_Problem details:_ Find every line below that holds the string "fireplace" and copy each one. Case counts.

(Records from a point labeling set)
::::::
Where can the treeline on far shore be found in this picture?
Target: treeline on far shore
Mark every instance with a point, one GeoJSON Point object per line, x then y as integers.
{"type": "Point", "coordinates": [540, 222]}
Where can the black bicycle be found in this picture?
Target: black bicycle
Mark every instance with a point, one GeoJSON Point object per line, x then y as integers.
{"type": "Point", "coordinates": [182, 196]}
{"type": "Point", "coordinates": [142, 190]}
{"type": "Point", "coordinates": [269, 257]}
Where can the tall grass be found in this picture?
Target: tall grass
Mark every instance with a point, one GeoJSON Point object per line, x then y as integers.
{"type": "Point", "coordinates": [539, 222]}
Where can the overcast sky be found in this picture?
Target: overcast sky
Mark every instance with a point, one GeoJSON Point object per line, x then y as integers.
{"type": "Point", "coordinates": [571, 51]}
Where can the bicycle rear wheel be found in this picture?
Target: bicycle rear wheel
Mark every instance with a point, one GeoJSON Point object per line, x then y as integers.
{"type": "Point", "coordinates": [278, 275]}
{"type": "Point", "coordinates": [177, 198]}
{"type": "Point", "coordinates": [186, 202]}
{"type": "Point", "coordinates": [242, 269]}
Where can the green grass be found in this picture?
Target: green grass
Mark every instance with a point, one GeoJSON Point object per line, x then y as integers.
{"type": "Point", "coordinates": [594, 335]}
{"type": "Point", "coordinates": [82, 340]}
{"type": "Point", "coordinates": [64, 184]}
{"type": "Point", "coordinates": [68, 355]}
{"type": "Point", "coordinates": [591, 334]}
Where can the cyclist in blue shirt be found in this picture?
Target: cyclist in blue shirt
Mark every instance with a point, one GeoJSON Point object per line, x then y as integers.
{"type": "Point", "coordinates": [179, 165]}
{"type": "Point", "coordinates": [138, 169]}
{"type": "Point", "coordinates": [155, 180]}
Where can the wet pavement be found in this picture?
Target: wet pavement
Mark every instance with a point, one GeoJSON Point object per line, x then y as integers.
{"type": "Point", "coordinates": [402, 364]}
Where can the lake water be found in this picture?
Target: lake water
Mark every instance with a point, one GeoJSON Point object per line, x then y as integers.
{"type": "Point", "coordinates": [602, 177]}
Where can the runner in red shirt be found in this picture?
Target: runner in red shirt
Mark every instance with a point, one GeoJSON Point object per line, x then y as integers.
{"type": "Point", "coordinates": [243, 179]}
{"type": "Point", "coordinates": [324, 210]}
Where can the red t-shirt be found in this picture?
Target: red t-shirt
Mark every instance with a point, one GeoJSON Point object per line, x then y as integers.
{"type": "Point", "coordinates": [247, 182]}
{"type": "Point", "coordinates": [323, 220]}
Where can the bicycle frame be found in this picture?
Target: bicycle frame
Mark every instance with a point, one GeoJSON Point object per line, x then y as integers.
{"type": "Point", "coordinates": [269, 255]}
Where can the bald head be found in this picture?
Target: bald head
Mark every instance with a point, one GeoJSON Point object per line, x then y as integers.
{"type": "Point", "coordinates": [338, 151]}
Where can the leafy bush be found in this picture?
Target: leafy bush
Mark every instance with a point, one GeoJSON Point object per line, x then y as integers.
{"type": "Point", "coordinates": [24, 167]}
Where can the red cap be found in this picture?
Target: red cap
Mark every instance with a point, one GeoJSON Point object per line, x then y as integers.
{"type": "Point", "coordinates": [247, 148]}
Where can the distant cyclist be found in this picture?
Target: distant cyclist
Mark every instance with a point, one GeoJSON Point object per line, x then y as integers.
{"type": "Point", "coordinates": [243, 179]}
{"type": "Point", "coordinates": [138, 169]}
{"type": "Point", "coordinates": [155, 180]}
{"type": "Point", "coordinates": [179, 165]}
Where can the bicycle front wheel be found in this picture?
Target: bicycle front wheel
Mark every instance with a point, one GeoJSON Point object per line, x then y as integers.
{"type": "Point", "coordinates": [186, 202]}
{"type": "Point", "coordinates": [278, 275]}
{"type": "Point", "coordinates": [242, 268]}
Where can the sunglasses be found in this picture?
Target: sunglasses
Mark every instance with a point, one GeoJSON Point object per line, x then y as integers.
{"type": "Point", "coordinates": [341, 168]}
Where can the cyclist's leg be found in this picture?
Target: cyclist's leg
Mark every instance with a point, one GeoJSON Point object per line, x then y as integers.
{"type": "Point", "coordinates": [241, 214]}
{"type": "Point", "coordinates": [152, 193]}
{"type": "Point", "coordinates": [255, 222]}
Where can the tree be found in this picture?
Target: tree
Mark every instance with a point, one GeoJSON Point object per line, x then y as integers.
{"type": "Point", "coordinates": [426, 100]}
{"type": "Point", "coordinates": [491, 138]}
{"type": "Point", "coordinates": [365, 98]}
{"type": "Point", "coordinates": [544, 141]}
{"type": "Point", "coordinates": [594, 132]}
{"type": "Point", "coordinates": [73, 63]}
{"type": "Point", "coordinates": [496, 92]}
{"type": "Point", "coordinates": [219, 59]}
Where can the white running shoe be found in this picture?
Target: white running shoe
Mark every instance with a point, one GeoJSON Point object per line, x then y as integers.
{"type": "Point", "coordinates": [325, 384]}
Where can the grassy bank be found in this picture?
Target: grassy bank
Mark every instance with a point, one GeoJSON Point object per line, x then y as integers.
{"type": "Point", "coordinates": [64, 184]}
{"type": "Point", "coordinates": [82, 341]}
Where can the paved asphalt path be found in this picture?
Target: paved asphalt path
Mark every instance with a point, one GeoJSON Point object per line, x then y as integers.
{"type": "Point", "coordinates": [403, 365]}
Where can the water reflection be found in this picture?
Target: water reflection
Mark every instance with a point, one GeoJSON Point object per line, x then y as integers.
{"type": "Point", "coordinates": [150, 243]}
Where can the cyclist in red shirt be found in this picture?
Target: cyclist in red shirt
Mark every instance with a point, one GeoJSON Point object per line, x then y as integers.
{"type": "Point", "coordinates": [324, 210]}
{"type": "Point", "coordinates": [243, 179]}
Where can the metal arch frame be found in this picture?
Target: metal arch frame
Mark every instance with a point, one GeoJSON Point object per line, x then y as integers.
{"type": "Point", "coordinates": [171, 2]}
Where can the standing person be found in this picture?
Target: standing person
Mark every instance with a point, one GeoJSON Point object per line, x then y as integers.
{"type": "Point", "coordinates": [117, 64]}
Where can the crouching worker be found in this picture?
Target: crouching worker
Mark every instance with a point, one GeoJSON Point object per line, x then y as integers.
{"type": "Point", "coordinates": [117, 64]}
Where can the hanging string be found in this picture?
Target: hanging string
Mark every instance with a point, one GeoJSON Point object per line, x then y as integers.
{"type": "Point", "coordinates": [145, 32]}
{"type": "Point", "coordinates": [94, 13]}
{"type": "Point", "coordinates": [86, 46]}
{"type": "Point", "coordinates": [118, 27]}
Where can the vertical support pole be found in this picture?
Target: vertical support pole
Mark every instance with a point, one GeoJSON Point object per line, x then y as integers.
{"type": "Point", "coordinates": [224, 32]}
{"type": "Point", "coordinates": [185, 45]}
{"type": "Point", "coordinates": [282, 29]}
::::::
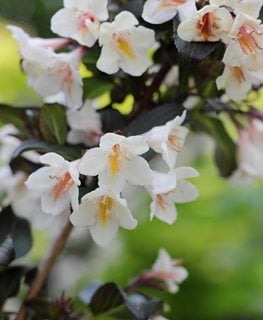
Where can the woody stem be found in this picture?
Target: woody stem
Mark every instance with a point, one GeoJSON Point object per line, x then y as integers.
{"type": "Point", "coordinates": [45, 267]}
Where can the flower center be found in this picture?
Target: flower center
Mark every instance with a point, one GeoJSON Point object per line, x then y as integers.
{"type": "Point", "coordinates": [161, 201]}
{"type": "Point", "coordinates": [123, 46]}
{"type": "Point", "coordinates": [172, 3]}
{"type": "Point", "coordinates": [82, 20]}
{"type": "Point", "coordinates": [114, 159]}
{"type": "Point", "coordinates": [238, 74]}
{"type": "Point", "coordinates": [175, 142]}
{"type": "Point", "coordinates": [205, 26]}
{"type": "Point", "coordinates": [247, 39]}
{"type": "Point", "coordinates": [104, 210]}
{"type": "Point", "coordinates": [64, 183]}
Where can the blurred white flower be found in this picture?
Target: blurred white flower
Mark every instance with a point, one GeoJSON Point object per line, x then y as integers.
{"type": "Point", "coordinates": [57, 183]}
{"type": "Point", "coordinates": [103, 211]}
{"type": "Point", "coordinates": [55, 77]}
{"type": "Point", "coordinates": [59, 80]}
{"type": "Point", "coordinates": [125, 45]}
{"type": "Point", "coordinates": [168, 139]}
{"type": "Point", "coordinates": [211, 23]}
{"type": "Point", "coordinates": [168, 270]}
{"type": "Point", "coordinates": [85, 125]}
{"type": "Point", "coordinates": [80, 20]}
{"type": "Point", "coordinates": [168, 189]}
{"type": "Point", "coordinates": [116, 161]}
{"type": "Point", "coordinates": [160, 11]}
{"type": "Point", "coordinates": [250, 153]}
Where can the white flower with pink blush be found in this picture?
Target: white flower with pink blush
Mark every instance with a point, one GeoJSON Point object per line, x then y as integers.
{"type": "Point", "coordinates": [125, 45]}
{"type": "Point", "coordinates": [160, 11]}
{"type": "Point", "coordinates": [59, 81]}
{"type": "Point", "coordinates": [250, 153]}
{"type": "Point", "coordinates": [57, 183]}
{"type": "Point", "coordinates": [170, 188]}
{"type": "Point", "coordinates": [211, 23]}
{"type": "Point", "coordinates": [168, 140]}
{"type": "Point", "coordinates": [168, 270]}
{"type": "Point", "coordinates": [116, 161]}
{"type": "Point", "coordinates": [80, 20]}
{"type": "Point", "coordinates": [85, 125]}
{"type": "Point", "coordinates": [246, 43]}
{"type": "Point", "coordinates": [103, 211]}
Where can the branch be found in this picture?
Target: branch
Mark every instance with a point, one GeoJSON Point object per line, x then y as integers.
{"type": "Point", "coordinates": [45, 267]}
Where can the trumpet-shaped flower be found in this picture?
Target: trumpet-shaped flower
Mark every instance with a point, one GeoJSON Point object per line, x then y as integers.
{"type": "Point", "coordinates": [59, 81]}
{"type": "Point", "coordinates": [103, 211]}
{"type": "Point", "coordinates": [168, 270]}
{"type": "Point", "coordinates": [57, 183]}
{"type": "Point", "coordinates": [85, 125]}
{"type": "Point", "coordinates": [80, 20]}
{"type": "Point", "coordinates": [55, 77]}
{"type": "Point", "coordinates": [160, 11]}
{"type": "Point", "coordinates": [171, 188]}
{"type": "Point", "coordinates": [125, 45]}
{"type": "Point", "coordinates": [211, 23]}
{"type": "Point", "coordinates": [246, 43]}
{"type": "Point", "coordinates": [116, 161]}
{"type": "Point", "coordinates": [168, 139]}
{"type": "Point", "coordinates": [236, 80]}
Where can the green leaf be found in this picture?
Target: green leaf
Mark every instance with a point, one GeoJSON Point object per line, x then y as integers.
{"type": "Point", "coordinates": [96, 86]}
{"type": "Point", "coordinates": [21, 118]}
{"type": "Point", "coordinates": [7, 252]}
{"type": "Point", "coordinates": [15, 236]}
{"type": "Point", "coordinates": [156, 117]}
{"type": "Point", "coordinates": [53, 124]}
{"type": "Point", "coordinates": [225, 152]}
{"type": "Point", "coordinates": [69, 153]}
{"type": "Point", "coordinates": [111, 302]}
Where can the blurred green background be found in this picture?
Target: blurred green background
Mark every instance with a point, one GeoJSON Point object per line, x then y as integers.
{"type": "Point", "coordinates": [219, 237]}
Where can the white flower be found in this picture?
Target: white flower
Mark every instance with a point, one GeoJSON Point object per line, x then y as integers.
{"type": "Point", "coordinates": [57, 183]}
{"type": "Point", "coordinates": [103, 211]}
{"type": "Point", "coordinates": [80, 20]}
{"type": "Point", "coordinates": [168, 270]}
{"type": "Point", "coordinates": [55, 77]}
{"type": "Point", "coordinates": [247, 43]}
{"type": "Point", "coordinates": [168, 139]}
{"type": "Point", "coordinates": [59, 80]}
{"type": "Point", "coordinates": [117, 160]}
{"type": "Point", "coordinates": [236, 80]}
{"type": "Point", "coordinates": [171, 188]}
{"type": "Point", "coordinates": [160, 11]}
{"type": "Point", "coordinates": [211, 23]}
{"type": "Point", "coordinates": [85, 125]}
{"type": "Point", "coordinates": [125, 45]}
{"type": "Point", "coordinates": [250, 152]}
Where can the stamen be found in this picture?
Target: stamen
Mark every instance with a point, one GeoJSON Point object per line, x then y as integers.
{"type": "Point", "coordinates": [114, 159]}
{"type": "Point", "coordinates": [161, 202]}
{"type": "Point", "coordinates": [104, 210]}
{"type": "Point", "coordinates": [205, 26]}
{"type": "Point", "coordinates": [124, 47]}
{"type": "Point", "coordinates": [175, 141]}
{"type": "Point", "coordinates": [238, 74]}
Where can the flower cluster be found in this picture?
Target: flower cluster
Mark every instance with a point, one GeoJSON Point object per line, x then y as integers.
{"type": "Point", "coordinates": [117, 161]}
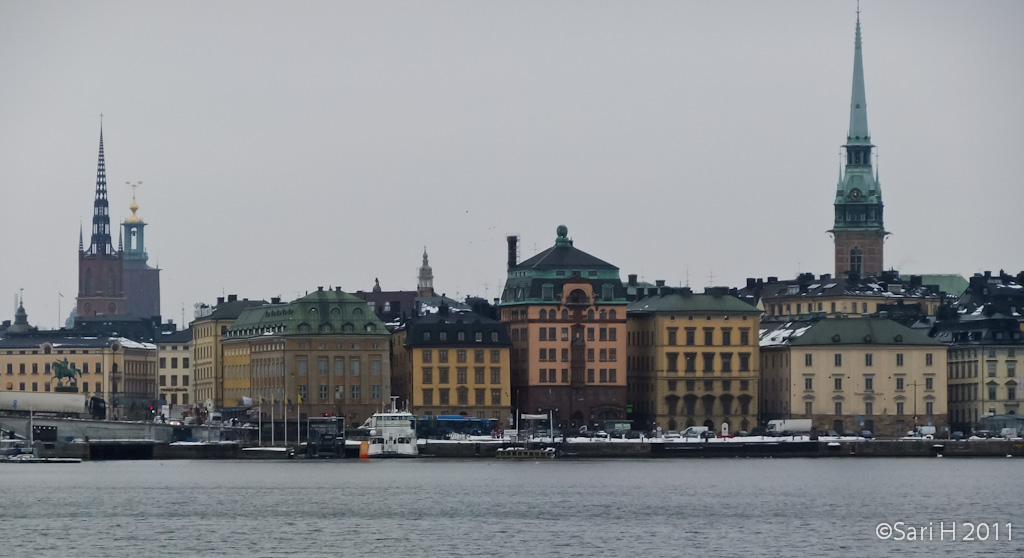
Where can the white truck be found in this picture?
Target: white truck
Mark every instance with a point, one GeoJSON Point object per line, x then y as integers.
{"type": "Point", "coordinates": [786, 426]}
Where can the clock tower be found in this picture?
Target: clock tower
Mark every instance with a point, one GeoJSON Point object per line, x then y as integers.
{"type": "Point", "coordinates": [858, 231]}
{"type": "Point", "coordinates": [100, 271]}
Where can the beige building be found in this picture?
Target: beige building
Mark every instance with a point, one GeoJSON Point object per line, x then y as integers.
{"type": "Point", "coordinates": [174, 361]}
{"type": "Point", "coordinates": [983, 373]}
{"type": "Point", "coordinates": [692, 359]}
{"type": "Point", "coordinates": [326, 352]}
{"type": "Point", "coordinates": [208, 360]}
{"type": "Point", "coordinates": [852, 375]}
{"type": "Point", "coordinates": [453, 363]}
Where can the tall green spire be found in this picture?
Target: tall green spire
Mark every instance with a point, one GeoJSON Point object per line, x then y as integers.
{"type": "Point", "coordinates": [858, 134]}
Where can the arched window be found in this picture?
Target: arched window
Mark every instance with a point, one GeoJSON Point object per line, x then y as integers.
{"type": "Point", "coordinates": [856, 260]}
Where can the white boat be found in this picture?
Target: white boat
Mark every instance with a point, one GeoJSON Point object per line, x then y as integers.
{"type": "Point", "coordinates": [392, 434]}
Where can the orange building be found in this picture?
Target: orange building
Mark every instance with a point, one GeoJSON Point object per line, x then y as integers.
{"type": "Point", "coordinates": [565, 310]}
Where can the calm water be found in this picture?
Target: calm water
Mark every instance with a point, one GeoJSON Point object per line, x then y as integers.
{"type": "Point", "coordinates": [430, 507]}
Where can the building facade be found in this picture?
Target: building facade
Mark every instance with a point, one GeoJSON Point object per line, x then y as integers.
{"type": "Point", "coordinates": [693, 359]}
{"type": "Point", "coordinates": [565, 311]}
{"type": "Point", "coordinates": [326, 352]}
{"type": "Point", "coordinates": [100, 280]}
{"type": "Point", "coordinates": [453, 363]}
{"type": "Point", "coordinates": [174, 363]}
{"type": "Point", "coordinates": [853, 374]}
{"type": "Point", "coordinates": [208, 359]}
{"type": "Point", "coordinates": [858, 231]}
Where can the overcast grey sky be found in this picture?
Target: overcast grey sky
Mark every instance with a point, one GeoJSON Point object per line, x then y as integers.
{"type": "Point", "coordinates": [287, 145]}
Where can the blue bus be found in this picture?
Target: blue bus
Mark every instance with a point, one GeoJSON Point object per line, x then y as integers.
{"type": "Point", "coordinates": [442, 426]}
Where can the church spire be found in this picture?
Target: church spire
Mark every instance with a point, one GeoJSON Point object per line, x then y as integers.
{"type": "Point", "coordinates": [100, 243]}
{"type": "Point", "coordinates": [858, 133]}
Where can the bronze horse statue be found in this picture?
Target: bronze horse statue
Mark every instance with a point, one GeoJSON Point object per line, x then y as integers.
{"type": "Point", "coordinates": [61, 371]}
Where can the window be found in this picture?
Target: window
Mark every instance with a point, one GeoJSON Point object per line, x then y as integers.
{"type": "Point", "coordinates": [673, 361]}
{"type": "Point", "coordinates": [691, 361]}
::::::
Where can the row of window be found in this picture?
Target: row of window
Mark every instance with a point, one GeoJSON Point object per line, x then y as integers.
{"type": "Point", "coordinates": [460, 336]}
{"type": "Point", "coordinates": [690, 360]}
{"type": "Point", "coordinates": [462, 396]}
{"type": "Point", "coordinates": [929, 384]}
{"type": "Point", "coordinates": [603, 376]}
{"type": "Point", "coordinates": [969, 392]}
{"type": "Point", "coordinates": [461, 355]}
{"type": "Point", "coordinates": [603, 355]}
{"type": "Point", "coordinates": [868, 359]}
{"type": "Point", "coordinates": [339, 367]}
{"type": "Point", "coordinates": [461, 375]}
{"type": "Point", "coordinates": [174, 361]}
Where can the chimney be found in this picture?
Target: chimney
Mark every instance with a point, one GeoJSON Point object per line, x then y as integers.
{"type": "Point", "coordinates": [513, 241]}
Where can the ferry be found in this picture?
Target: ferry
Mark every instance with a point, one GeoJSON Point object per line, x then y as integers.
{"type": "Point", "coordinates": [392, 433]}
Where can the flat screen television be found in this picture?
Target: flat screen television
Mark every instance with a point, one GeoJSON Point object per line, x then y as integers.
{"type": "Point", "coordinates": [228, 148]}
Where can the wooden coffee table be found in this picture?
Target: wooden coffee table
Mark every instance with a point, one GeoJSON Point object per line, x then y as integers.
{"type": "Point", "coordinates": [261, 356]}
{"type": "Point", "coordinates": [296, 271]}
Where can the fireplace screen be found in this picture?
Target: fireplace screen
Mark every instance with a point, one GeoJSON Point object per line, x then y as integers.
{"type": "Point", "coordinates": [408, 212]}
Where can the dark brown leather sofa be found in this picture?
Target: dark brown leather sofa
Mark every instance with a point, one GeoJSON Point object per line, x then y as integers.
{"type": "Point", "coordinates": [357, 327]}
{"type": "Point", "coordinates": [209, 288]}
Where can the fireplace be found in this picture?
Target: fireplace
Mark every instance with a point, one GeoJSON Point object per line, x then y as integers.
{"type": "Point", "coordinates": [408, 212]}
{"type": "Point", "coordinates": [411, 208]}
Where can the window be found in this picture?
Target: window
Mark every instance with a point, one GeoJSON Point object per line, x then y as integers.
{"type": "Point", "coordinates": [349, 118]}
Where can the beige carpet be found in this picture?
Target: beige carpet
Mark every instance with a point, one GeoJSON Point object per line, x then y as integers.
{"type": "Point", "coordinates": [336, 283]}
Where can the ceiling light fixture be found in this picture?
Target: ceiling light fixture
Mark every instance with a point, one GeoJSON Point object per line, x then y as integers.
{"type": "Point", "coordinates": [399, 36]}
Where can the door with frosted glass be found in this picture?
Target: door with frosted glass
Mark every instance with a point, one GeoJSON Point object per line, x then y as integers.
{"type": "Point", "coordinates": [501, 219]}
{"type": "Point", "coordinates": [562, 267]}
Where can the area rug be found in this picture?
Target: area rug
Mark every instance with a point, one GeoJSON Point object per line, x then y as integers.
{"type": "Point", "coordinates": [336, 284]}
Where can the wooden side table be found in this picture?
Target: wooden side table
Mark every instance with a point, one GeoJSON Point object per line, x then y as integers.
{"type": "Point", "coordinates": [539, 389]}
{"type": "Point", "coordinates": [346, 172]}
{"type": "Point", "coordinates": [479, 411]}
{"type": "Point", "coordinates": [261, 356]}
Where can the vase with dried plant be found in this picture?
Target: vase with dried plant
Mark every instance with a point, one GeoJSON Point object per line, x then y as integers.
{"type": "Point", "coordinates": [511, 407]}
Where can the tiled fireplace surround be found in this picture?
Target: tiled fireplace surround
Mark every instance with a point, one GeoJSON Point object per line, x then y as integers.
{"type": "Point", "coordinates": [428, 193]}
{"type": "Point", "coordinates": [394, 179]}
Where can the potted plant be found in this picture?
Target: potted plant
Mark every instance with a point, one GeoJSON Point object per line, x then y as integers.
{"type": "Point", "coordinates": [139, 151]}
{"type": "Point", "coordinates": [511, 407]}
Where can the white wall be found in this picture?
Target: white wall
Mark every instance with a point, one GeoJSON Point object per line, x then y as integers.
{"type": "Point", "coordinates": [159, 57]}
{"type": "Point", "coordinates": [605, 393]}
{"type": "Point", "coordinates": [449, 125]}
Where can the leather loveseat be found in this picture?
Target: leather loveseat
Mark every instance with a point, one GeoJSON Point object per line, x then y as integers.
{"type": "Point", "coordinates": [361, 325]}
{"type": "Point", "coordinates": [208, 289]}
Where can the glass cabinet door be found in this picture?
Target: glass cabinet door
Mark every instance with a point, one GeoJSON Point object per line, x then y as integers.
::::::
_Answer for the task:_
Where can the fireplace screen be found in this picture?
Target: fireplace screen
Where can the fireplace be found in this picture?
Target: fireplace
Where can the tiled fireplace surround be found in this picture?
Target: tiled fireplace surround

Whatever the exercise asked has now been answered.